[Excerpts of labeled region records]
────────────────────────────────────────
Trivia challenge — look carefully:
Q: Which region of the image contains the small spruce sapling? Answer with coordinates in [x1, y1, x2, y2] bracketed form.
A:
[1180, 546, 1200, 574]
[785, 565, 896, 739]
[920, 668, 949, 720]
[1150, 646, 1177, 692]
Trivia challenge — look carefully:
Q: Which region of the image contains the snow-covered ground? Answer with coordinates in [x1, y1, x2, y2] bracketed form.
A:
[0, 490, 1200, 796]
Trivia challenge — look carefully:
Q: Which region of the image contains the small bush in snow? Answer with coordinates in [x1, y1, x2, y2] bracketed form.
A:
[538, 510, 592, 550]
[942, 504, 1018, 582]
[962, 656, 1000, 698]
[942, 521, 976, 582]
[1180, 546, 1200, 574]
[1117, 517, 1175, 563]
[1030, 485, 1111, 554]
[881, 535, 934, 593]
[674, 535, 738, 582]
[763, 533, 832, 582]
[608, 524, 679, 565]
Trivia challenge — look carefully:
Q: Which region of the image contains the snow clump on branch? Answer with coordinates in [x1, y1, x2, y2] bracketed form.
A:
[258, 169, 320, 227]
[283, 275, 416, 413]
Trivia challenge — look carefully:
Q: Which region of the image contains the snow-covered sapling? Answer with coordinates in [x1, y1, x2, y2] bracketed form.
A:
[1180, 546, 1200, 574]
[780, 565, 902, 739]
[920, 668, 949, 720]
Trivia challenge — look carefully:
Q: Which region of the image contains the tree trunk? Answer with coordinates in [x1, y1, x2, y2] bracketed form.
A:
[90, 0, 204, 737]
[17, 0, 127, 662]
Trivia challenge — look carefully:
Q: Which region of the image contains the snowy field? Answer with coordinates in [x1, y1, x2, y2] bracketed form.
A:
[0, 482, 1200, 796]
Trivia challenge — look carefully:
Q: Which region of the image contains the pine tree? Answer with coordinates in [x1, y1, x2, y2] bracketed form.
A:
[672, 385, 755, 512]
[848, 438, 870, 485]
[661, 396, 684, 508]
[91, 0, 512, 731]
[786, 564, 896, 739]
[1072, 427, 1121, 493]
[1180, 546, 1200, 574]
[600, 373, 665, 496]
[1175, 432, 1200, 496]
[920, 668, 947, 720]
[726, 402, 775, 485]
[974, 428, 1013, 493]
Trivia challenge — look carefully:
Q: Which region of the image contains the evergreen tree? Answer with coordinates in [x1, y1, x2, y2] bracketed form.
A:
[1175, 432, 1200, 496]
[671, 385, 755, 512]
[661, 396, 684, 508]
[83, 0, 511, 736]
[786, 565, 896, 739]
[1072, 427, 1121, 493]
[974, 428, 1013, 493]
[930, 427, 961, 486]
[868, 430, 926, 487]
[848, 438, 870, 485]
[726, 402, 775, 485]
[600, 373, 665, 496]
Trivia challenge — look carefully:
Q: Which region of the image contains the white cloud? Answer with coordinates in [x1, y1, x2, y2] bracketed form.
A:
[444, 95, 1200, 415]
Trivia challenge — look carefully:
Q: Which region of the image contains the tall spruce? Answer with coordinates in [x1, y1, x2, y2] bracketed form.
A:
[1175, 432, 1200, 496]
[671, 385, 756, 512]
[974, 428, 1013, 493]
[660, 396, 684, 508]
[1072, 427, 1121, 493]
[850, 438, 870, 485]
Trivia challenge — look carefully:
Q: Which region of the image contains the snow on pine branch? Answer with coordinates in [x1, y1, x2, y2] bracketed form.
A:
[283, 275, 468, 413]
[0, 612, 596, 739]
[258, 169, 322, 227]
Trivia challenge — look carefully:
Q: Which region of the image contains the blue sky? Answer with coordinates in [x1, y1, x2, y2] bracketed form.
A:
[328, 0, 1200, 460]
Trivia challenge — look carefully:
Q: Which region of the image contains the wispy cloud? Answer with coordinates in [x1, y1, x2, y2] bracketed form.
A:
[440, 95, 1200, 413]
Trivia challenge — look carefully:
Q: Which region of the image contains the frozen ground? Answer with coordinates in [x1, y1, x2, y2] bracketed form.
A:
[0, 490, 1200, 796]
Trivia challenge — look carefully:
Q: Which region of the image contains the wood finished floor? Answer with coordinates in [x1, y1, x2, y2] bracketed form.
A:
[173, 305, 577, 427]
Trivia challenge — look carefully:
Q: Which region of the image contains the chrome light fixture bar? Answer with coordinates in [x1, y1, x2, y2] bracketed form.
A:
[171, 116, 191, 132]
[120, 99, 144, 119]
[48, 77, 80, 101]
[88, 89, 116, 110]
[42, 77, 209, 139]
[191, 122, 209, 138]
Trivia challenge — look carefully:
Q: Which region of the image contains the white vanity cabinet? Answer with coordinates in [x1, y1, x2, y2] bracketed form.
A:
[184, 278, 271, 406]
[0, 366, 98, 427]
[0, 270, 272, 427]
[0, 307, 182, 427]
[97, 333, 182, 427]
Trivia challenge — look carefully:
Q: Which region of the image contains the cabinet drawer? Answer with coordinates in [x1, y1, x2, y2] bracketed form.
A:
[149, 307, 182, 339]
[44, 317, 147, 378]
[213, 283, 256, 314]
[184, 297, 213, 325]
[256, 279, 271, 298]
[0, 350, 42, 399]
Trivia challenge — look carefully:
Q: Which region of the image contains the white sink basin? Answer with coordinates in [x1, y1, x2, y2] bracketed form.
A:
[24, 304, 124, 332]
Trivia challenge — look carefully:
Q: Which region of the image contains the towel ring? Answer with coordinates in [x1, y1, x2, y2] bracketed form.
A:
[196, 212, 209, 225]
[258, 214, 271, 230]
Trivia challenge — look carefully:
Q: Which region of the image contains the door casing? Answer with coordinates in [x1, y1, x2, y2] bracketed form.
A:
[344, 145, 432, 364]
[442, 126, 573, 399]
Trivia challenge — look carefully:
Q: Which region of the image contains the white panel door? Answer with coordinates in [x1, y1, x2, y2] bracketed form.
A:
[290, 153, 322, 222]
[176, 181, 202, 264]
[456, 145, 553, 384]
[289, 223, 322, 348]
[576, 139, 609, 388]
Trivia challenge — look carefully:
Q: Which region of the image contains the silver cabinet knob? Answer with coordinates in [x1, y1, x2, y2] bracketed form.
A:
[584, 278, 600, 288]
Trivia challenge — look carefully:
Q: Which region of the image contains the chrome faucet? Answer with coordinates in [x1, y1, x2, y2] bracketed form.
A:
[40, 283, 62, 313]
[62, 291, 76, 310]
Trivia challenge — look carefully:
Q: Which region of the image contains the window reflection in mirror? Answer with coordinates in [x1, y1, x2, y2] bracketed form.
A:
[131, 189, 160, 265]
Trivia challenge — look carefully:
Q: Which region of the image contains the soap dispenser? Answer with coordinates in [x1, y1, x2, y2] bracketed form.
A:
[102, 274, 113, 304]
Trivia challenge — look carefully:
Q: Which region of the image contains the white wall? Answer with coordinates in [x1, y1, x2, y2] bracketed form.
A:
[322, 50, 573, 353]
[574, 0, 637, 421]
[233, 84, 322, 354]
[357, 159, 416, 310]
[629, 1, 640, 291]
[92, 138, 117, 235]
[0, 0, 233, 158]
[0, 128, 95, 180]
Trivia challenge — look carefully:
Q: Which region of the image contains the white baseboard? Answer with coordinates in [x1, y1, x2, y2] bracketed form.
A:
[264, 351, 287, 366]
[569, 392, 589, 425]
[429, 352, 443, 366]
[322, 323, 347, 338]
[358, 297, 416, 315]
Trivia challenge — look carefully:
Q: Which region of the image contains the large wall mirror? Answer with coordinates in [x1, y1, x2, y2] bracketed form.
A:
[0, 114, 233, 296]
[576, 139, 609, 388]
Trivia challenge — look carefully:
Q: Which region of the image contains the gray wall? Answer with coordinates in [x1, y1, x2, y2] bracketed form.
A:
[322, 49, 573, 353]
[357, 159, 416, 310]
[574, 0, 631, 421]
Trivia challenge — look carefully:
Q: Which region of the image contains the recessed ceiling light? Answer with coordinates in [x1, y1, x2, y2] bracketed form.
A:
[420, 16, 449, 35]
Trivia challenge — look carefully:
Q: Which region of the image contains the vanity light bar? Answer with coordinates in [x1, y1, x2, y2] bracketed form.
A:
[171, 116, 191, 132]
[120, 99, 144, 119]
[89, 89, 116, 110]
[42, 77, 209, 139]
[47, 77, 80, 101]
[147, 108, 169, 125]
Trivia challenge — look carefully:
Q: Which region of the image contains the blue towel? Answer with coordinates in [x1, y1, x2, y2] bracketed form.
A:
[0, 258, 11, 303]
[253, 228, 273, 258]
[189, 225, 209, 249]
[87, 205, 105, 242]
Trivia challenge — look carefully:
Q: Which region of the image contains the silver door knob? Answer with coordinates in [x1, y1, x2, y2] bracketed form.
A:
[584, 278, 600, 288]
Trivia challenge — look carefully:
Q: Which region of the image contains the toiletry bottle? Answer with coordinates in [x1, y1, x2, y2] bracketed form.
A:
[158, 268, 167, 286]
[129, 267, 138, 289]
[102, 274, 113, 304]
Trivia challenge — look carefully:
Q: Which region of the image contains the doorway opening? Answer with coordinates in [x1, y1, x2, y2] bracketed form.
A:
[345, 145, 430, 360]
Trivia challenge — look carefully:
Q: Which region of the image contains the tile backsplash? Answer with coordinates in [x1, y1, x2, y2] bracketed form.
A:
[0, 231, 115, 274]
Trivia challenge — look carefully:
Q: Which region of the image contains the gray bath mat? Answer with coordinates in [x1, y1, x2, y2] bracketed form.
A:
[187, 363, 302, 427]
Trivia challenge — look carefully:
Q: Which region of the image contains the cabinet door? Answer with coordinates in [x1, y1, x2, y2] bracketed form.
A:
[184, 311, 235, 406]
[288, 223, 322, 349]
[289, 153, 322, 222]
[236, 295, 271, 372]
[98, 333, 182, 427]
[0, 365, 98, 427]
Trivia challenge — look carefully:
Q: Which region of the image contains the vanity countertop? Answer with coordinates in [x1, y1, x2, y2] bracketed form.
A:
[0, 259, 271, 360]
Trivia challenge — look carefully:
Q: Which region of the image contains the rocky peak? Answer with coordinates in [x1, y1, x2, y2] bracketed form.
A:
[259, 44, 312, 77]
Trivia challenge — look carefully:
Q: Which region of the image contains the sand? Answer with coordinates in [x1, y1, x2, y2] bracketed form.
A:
────────────────────────────────────────
• [Short exercise] Retype, word for word, every line from the start of the records up to and including the line that contains "[608, 524, 679, 565]".

• [Solution to this exercise]
Trivia challenge — look carefully:
Q: Which region of the image contains the small spruce sapling? Answer with coordinates in [x1, y1, x2, y2] bracketed form.
A:
[1180, 546, 1200, 574]
[785, 565, 896, 739]
[920, 668, 949, 720]
[1150, 646, 1177, 692]
Trivia challenge — look carefully:
Q: Which region of the image contains the snow-covered ground? Answer with coordinates in [x1, y1, x2, y2] bracketed form.
A:
[0, 490, 1200, 796]
Trivia challenge — look carefully:
Q: Which region of the image contains the small bush in snow? Answer with coordinates in [x1, y1, x2, y2] bracketed form.
A:
[538, 510, 592, 550]
[942, 504, 1018, 582]
[962, 656, 1000, 698]
[942, 521, 976, 582]
[1180, 546, 1200, 574]
[1117, 517, 1175, 563]
[1030, 485, 1111, 554]
[881, 535, 934, 593]
[674, 535, 738, 582]
[763, 533, 832, 582]
[608, 524, 679, 565]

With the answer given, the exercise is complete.